**WORK REQUIRED:** Would you copy out each line of the records below that includes the word "jacket"?

**Stored items from a collection:**

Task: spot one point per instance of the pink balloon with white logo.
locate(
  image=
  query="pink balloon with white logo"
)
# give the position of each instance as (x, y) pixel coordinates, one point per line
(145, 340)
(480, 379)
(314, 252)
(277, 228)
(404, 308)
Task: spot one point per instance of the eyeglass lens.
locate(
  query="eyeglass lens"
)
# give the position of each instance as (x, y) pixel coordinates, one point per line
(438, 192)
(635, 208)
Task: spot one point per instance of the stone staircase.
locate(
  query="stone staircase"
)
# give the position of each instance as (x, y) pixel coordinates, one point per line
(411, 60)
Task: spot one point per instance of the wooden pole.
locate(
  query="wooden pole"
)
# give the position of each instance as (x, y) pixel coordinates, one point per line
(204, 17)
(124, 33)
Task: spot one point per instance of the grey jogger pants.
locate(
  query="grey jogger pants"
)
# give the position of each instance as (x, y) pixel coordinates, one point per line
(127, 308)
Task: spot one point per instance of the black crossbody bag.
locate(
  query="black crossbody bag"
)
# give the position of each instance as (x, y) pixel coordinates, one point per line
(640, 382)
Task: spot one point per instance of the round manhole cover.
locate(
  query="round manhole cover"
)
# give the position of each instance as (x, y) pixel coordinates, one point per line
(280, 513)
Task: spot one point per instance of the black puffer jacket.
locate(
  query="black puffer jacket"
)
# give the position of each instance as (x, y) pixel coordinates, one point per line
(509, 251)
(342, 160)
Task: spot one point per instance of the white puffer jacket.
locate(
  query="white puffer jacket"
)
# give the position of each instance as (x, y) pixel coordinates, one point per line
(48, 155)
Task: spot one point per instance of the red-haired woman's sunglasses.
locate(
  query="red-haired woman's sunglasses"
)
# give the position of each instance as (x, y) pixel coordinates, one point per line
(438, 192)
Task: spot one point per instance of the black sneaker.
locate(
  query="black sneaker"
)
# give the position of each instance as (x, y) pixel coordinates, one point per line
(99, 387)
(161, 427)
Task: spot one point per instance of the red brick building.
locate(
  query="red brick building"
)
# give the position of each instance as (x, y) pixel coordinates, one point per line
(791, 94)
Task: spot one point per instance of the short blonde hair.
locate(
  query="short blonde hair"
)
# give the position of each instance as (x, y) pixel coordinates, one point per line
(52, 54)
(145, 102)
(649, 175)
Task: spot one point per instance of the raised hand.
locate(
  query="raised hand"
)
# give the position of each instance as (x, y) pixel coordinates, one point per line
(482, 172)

**EXPECTED ANSWER:**
Task: spot one point per instance of the black puffer jacket.
  query="black puffer jacket"
Task: spot one point per instance of the white puffer jacket.
  query="white puffer jacket"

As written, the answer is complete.